## start PAGE EXCERPT

Military Intelligence (MI6)

In 1907 Major Vernon Kell become Director of the Home Section of the Secret Service Bureau with responsibility for investigating espionage, sabotage and subversion within and without Britain. In 1911, a new section, headed by Captain Mansfield Cumming, became responsible for for secret operations outside Britain.

In the First World War Cumming's unit became known as MI6. Agents who worked for MI6 during the war included John Buchan and Somerset Maugham. Working closely with Vernon Kell of MI5 and Sir Basil Thomson of the Special Branch, on the outbreak of war 22 German agents were arrested. Eleven men were executed, as was Sir Roger Casement, who was found guilty of treason in 1916.

During the First World War MI6 provided money to prop up the the government of Alexander Kerensky. After the successful Russian Revolution British diplomatic representation was withdrawn from Moscow. However, an unofficial MI6 mission remained which funded anti-Bolshevik groups in sabotage and subversion. The most active MI6 agent in Russia was Sidney Reilly. After a plot to assassinate Lenin failed, Reilly was forced to flee the country.

## end PAGE EXCERPT

__JOB 1__
Answer these questions about the text on MI6:
(a) In 1911, who headed the new section responsible for secret operations outside Britain?
(b) How many German agents were arrested on the outbreak of the First World War?
(c) Which MI6 agent was forced to flee Russia after a plot to assassinate Lenin failed?
__JOB 2__
How many lines of the records below contain the string "bridge"? Reply with the number only.

## start RECORD SET

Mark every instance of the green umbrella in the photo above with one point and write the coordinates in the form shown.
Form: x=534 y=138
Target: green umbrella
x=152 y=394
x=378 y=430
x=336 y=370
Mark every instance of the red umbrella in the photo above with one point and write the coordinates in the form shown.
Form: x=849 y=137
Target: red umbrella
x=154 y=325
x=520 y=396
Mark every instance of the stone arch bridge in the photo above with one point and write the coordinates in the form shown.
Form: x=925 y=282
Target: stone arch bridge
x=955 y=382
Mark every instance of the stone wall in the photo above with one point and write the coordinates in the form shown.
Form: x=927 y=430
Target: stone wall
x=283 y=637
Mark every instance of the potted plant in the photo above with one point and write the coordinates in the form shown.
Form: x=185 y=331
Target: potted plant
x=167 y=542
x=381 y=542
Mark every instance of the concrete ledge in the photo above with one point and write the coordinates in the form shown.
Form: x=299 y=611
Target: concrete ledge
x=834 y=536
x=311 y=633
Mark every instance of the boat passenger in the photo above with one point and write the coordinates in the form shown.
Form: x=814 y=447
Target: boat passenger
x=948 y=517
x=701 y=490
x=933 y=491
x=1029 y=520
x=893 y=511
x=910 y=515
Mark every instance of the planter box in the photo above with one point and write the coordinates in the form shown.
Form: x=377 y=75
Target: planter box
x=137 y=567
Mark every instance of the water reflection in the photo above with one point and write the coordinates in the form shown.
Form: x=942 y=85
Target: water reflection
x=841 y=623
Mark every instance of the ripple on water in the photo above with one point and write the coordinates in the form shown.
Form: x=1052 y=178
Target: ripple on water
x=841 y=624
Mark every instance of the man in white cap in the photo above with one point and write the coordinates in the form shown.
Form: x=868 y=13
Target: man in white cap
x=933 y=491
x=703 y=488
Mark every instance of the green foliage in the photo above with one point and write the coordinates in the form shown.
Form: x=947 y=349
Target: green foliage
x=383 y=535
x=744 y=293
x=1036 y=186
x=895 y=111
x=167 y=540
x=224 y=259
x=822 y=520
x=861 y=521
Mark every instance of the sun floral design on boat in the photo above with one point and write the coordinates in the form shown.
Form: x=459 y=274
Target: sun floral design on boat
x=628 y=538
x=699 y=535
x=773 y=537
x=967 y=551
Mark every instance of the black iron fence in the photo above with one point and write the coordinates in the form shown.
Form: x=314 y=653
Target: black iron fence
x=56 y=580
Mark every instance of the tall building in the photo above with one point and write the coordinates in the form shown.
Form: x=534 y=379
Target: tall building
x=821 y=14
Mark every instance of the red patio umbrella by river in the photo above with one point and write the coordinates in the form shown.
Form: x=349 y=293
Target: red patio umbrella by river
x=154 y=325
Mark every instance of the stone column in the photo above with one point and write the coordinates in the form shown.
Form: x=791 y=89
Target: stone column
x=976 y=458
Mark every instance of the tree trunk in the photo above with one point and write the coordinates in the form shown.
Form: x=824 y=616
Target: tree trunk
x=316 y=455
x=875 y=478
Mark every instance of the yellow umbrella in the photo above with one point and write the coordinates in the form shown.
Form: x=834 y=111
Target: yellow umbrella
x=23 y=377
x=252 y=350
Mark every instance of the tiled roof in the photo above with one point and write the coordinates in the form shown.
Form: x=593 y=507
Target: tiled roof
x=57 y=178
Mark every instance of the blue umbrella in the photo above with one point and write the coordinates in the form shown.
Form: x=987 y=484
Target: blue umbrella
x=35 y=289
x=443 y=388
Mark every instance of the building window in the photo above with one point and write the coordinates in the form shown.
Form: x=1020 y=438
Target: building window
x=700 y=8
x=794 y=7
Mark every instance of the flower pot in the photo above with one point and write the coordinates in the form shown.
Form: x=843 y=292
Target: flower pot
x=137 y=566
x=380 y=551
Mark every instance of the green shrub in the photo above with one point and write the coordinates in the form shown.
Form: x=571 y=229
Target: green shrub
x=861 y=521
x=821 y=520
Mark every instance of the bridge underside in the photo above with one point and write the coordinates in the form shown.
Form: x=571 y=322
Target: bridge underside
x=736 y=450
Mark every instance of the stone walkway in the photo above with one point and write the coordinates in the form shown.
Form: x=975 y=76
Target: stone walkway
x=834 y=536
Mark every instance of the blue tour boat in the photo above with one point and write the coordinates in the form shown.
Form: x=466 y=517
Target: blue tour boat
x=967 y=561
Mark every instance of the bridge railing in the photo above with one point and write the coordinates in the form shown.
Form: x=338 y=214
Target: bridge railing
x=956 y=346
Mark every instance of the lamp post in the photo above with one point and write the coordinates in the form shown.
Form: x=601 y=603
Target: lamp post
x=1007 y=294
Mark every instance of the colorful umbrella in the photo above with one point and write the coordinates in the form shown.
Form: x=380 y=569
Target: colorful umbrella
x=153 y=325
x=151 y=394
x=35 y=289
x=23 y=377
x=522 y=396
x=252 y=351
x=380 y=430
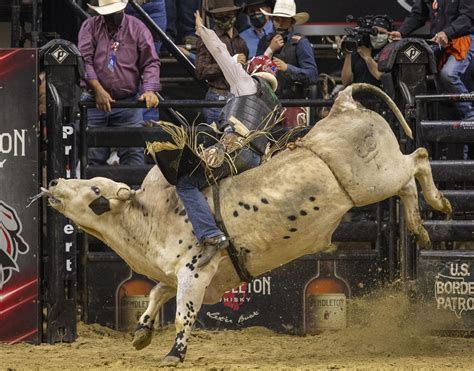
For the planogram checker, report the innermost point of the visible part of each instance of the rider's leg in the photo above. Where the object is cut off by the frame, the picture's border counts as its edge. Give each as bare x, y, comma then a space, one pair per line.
209, 236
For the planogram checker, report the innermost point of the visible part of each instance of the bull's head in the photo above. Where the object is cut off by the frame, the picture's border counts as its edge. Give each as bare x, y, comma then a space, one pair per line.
88, 202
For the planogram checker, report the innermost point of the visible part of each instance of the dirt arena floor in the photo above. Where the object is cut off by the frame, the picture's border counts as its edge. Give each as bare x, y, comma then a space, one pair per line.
385, 332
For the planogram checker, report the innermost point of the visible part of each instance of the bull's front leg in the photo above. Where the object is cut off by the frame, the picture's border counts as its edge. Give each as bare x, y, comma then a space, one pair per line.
192, 283
159, 295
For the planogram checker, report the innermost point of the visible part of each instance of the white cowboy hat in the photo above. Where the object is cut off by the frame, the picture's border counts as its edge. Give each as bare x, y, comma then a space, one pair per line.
269, 78
109, 6
287, 9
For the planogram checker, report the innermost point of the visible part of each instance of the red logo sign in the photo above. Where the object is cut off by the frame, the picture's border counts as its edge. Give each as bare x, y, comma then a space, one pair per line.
11, 242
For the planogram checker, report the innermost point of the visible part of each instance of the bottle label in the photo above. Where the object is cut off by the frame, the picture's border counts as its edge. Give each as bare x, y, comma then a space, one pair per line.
131, 308
326, 312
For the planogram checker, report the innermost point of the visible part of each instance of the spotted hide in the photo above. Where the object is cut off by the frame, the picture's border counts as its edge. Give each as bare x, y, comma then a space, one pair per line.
293, 202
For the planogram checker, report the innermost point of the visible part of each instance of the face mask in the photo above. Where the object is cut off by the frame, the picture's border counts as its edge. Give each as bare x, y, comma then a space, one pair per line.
225, 23
114, 20
379, 41
258, 20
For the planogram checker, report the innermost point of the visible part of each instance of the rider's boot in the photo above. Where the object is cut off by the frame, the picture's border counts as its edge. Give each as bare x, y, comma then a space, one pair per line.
210, 245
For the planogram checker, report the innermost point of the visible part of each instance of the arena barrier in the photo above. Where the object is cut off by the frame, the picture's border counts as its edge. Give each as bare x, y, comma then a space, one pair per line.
445, 274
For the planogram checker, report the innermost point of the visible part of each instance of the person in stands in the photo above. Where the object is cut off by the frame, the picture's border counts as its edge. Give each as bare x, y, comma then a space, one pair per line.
294, 57
452, 28
223, 13
260, 24
119, 56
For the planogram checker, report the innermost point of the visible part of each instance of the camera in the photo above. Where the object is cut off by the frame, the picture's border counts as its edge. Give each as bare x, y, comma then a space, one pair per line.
360, 35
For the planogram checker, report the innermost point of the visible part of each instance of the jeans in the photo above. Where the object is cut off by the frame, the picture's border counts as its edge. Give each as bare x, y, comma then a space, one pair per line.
118, 117
212, 114
198, 211
180, 15
189, 191
450, 80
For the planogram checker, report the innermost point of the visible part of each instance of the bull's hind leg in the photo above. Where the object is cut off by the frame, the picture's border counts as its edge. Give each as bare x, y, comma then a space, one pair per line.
192, 284
159, 295
423, 174
409, 197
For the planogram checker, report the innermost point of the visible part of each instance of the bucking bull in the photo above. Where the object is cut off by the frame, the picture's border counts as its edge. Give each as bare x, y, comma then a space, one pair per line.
287, 207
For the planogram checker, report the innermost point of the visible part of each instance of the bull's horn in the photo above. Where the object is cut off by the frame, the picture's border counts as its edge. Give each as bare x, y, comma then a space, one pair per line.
125, 194
382, 95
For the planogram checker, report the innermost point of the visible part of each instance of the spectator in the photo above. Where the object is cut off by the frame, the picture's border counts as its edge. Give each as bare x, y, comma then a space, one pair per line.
294, 57
156, 9
253, 101
362, 66
451, 26
223, 13
180, 14
118, 50
260, 24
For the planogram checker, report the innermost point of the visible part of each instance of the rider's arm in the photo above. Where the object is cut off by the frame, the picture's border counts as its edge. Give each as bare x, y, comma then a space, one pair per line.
347, 75
239, 81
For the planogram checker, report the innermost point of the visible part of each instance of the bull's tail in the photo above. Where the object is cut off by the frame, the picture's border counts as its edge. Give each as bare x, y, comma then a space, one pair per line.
354, 88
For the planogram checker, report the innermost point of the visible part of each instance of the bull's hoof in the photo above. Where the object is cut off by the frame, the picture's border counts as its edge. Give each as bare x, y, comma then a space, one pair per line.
142, 338
170, 361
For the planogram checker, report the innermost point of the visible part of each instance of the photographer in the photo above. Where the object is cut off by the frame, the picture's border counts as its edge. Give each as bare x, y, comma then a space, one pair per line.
361, 66
452, 28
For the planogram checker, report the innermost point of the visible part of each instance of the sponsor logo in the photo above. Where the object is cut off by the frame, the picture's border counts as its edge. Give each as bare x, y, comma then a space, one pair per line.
13, 143
454, 291
412, 53
237, 300
11, 242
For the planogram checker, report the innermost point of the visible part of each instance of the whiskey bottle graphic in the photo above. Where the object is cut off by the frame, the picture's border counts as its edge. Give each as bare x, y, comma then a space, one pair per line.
132, 300
325, 300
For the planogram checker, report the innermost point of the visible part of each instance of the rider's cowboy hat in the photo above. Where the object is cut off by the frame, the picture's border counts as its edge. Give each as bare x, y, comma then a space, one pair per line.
109, 6
287, 9
220, 6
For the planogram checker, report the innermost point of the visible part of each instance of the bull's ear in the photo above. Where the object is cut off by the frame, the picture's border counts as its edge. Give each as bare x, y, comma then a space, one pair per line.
100, 205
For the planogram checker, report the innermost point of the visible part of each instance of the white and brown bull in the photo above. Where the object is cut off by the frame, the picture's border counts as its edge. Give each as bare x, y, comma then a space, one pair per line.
285, 208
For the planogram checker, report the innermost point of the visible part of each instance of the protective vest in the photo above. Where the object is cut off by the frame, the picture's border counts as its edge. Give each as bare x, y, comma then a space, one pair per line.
256, 112
288, 88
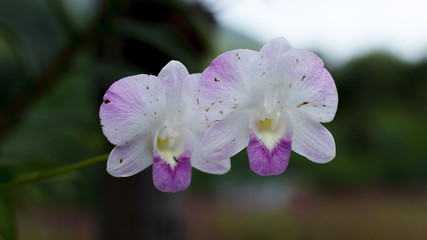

## end RECORD SET

__RESULT 1__
(a) Captain Mansfield Cumming
(b) 22
(c) Sidney Reilly

__RESULT 2__
6